• [Selection]
They got along well, both at home and in the office. But there was something else both realized about working for the government: future job prospects didn't look great. "If we were going to end up at home broke, with our face on the floor," says Andrew, they wanted to do it on their own.
Today, from their base in Rancho Cucamonga, Calif., they're talking more about a future in Hawaii - a scenario that doesn't include anything about being broke or on the floor.
The husband-and-wife team operate multiple franchises across three brands: Green Life Interiors, Wingstop, and Interiors by Decorating Den. They bought their first franchise in 2004 and added Green Life in 2007.
By buying into franchises, says Kathy, they were able to get the kind of training and support they needed to jump into fields where they had no previous experience. But after they looked, they leapt together.
"We recognize and play off each other's strength," says Kathy. "He's hands-on where I'm a paperwork person, an accountant. There's not really a lot of conflict."
"I'm the enforcer," says Andrew enthusiastically. "We'll sit down, have our company meeting, and then I'm the one that goes in and physically makes sure these things get done the way they are supposed to get done. She's more in charge of putting the policies on paper, and I'm the one that enforces it."
"There's a lot of trust," says Kathy. And that's an ingredient in their family recipe she's now spicing up. "As we grow our business," she says, "my mom and step-dad are coming to work with us. We're surrounding ourselves with family, because eventually Drew and I are going to be in Hawaii."
Rocky Patel got a taste of family business at an early age. He, along with his brother, started working at his mother's Baskin-Robbins franchise as a teenager in the early 1990s. After college he started his own ice cream shop, then partnered with his mother to turn that into a Baskin-Robbins franchise. Now his brother has joined them to manage a third location.

• [Set task 1]
Answer these from the franchise article:
(a) In what city are Andrew and Kathy based?
(b) In what year did they add Green Life?
(c) What kind of franchise did Rocky Patel's mother own?
• [Set task 2] Carry on the franchise article from its final sentence.
You won't need the data that comes after the franchise article.

• [Rows from a pointing dataset]
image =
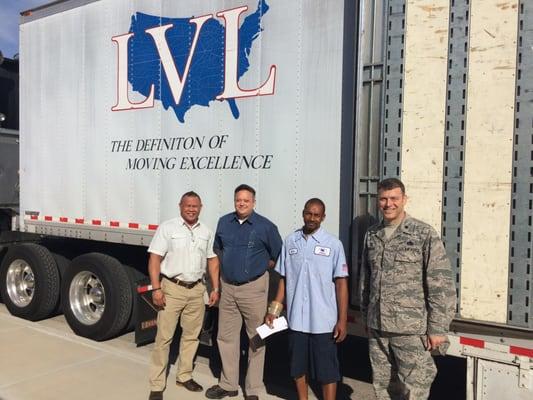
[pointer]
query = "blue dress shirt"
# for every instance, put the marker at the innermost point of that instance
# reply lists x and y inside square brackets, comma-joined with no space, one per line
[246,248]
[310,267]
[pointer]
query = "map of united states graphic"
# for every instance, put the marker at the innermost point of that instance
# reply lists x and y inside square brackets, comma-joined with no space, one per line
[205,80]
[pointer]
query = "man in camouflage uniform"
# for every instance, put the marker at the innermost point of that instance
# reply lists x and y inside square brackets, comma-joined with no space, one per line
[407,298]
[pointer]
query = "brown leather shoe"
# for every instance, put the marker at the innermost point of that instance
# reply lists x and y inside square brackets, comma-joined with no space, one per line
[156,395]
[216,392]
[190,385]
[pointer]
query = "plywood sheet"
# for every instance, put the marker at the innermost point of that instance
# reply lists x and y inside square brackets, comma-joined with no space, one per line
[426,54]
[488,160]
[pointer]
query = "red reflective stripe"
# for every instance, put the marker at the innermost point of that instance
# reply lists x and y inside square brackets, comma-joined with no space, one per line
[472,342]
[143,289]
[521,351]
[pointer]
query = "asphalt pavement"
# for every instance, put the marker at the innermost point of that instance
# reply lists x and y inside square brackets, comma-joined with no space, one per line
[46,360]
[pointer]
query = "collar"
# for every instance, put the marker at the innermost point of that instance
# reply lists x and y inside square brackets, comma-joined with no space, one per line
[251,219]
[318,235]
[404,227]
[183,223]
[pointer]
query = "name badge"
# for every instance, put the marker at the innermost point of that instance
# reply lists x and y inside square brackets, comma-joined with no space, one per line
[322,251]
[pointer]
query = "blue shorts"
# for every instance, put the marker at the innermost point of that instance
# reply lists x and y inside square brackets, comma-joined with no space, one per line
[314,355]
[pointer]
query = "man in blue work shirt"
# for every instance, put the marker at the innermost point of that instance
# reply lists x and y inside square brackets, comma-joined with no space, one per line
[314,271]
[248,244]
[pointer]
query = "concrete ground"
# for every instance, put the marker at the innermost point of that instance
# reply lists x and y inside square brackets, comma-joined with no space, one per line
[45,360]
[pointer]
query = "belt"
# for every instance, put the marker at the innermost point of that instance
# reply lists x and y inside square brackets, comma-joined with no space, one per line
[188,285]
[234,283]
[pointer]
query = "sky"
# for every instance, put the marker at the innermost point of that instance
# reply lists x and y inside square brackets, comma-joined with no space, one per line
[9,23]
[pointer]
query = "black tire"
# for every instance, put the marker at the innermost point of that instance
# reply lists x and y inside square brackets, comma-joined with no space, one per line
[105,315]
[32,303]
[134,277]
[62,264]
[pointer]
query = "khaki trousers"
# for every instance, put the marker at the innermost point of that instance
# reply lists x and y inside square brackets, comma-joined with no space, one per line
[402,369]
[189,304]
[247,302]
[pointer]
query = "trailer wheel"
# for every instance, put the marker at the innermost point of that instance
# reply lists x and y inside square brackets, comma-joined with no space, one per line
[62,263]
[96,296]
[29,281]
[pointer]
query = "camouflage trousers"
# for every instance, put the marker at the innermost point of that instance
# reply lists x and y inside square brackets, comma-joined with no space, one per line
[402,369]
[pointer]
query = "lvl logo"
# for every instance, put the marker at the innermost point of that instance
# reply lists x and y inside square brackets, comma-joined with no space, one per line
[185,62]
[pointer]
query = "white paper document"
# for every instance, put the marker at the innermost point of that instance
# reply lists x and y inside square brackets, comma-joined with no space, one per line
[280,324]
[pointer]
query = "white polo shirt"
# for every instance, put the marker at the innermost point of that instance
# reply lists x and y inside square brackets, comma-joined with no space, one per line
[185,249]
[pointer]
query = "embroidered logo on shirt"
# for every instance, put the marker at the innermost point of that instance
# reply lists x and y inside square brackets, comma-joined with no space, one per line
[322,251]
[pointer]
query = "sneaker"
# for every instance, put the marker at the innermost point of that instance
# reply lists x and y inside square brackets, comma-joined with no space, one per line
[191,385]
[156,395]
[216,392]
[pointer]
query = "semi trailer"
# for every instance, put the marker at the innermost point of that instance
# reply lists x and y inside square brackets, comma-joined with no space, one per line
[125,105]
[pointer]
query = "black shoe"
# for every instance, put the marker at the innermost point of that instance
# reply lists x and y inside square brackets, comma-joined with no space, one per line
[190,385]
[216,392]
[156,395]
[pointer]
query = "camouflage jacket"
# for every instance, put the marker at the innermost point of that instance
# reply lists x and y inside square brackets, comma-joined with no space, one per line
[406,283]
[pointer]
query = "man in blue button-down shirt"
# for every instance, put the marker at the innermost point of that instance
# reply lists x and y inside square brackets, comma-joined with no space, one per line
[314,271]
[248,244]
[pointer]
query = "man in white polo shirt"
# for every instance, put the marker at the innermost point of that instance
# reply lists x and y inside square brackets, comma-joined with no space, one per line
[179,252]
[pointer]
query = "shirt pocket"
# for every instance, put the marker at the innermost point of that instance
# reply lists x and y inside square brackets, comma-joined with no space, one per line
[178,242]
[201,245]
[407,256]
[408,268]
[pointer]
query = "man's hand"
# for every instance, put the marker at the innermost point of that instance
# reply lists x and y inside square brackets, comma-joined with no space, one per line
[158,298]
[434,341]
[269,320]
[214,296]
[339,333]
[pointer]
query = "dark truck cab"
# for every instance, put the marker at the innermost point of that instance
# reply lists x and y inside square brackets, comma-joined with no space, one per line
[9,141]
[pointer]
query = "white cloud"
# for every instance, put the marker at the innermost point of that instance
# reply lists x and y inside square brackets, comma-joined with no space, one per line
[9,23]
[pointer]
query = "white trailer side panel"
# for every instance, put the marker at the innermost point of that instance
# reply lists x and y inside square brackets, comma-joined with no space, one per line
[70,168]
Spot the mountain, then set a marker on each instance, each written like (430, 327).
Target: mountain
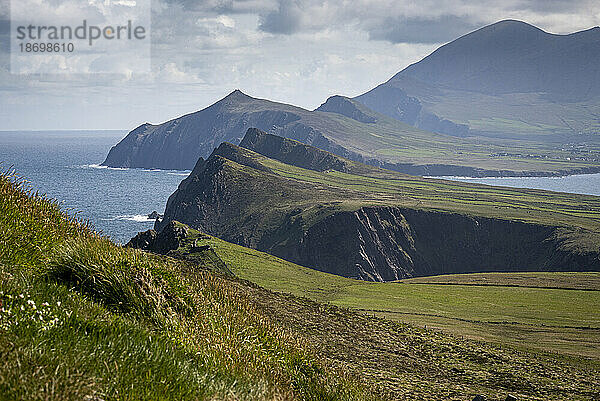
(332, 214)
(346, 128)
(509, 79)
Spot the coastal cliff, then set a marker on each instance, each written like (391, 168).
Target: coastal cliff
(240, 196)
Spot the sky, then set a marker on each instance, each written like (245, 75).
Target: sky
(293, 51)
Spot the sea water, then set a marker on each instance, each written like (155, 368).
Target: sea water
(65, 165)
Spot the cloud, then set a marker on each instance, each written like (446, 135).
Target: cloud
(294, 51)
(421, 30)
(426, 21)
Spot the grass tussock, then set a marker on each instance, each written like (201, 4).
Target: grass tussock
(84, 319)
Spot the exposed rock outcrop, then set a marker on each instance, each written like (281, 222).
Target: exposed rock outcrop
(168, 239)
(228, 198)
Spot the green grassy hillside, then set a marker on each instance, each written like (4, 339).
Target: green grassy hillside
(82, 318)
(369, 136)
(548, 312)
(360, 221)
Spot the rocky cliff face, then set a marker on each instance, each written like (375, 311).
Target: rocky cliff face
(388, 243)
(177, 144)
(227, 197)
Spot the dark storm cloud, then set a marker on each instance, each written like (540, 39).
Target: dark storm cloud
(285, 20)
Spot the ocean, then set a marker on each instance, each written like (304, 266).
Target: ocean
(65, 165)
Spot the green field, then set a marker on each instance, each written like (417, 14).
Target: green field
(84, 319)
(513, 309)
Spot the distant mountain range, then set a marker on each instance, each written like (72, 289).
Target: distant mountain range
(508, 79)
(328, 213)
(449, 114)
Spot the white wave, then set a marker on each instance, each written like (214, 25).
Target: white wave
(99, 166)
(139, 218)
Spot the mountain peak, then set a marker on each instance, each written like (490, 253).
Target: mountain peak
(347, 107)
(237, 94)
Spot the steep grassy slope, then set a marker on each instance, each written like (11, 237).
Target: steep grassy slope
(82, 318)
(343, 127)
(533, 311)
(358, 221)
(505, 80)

• [Task answer 1]
(a) Rancho Cucamonga, Calif.
(b) 2007
(c) A Baskin-Robbins franchise

• [Task answer 2]
"I always loved working in our business," he says, taking a moment to scoop some ice cream for a customer in Watsonville, Calif. "My mom was the boss, but she trusted us and we ran the store well. I wanted to be in business for myself, in the same trade as my family."
His brother to the ice-cream business makes it possible for Mom and her two sons to each operate their own store - yet have all three be part of the family business. "For a lot of people," says Patel, "it's hard to work with family members because everybody wants to be the boss, everybody feels they can do whatever they want. For us, the conflicts centered on working together. When we separated the stores, we did what we wanted. It worked better."
And with all three family members on board, it's comforting for all to know they can rely on one another when necessary, or if the going gets tough. "The strength is the backup," says Patel. "If there are issues where things come up, you know your partner is not going to run out on you." And with a young child at home, Patel knows he's lucky to be able to count on his brother to come in and manage the store if he has an emergency.
"You know what it takes to make it in an ice cream franchise?" he asks. The answer: "Good customer service and really enjoying what you're doing." Having someone else in the family by your side who gets that is a big plus.
Working together separately is working out for the family. "Our relationship actually has gotten stronger," says Patel.